== Selected passage ==

In the cold, gray waters of the Gulf of Finland, 30 kilometers west of St. Petersburg, a giant wall juts across the bay. Completed seven years ago, it protects the city from an age-old danger: floods.
When storms approach from the west, the Baltic Sea is pushed eastwards into the shallow Neva Bay where the city lies. There, it collides with the fourth largest river in Europe by discharge, the Neva, causing water to spill over the riverbanks and overflow the hundreds of canals that crisscross the city center.
“When the floods happen, the wind knocks you off your feet and it’s hard to see anything because of the rain,” says Olga Suvorova, a press secretary at St. Petersburg’s Flood Prevention Facility Complex.
Over the past three centuries, the “Venice of the North” has suffered more than 300 floods, two-thirds of which saw water levels rise above the “dangerous” mark of 2.1 meters, according to Russia’s Hydrometeorological Center.
Three times — in 1777, 1824 and 1924 — water levels rose above the “catastrophic” level of 3 meters, causing hundreds of deaths and damaging thousands of buildings.
The first line of defense
While much of Russia remains skeptical about climate change, St. Petersburg can’t afford the luxury of stalling, as climate experts warn of an uptick in storm surges.
Today, the massive St. Petersburg Flood Prevention Facility Complex, a bulwark of reinforced concrete, steel and stone, which stretches more than 25 kilometers across the Neva Bay from the north to the south, is the city’s first line of defense.
The dam complex consists of 11 embankments, six sluices and two navigation channels, which allow ships to enter and exit one of Russia’s busiest ports. A highway runs along the top of the barrier wall, connecting the mainland to Kotlin Island at the center of the dam.
For most of the year, the floodgates are left open to allow the flow of water and marine life between the bay and the sea. But within 45 minutes of sounding the alarm, the sluices can be shut, ready to withstand the force of up to 11,000 tons of water pressing up against it.
“There’s nothing like it anywhere in the world,” Dmitry Drugachuk, the dam’s spokesperson, says proudly. “Not even in the Netherlands.”
There’s nothing like it anywhere in the world. Not even in the Netherlands.
While plans to defend the city from the sea were drafted as early as the 18th century, it took three centuries for construction of a barrier to finally begin in 1979. With the collapse of the Soviet Union, the project was abandoned, and it wasn’t until Vladimir Putin, a native of the city, became president that the plans were put back in motion. With European loans and expertise, the dam was finally completed in 2011 at a price tag of 109 billion rubles ($3.85 billion).

===
== Supplied material ==

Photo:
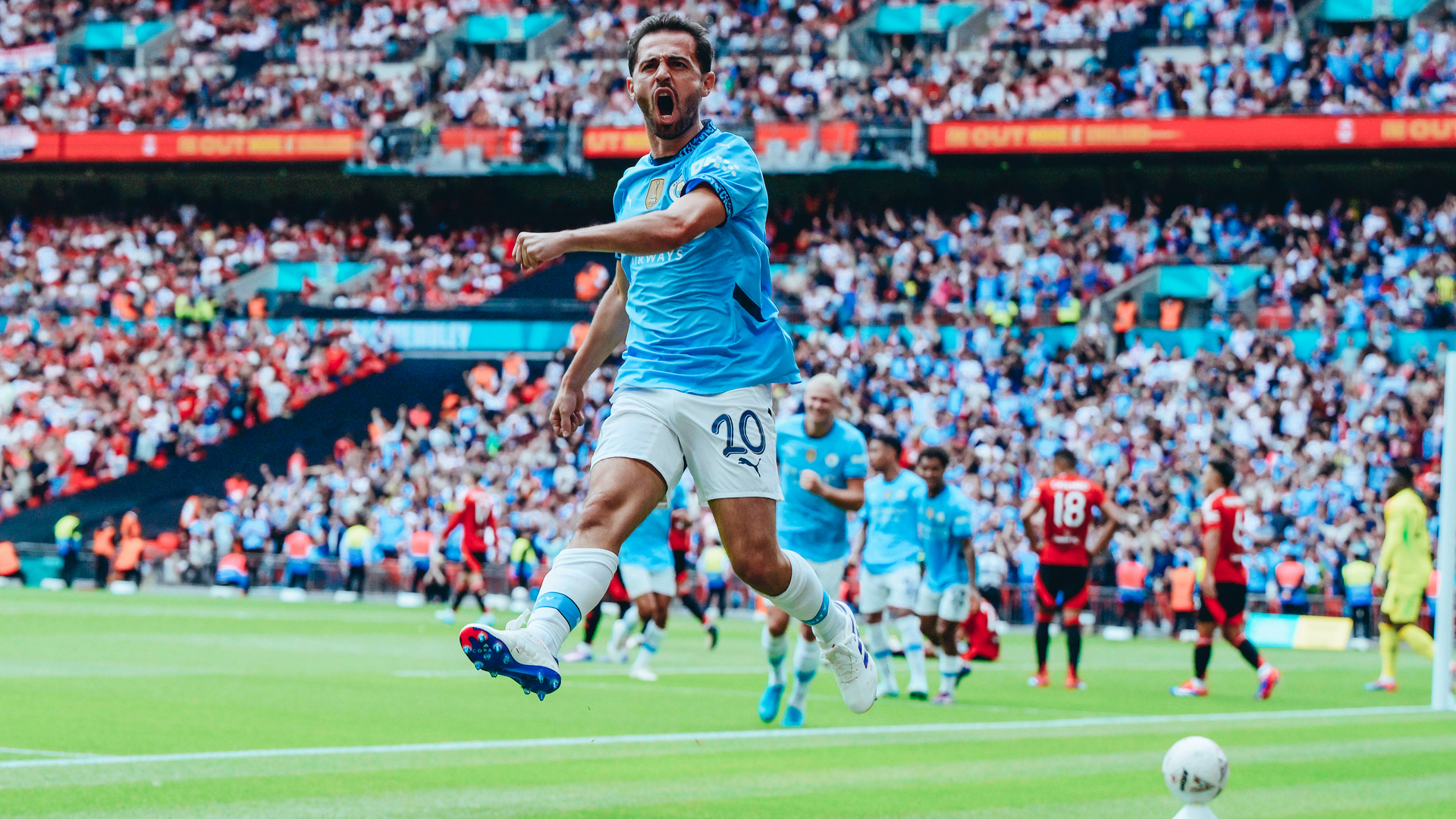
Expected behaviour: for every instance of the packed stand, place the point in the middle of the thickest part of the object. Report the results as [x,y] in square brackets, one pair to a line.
[83,401]
[736,27]
[1373,268]
[177,265]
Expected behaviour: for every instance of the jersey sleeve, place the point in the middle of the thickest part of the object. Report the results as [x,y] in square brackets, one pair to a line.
[856,460]
[733,172]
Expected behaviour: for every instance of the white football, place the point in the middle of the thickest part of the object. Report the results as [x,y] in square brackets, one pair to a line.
[1196,770]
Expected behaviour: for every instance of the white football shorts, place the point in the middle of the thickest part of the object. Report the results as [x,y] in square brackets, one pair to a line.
[639,580]
[951,605]
[726,441]
[893,589]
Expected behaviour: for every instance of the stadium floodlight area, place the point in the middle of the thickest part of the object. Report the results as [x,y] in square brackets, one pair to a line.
[1442,698]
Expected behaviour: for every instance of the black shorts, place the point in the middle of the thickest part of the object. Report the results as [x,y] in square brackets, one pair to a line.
[1228,608]
[1068,580]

===

▶ _What to work on_
Copy out word for word the part of the St. Petersburg flood dam article from "When storms approach" to "Prevention Facility Complex.".

▶ _Written solution_
When storms approach from the west, the Baltic Sea is pushed eastwards into the shallow Neva Bay where the city lies. There, it collides with the fourth largest river in Europe by discharge, the Neva, causing water to spill over the riverbanks and overflow the hundreds of canals that crisscross the city center.
“When the floods happen, the wind knocks you off your feet and it’s hard to see anything because of the rain,” says Olga Suvorova, a press secretary at St. Petersburg’s Flood Prevention Facility Complex.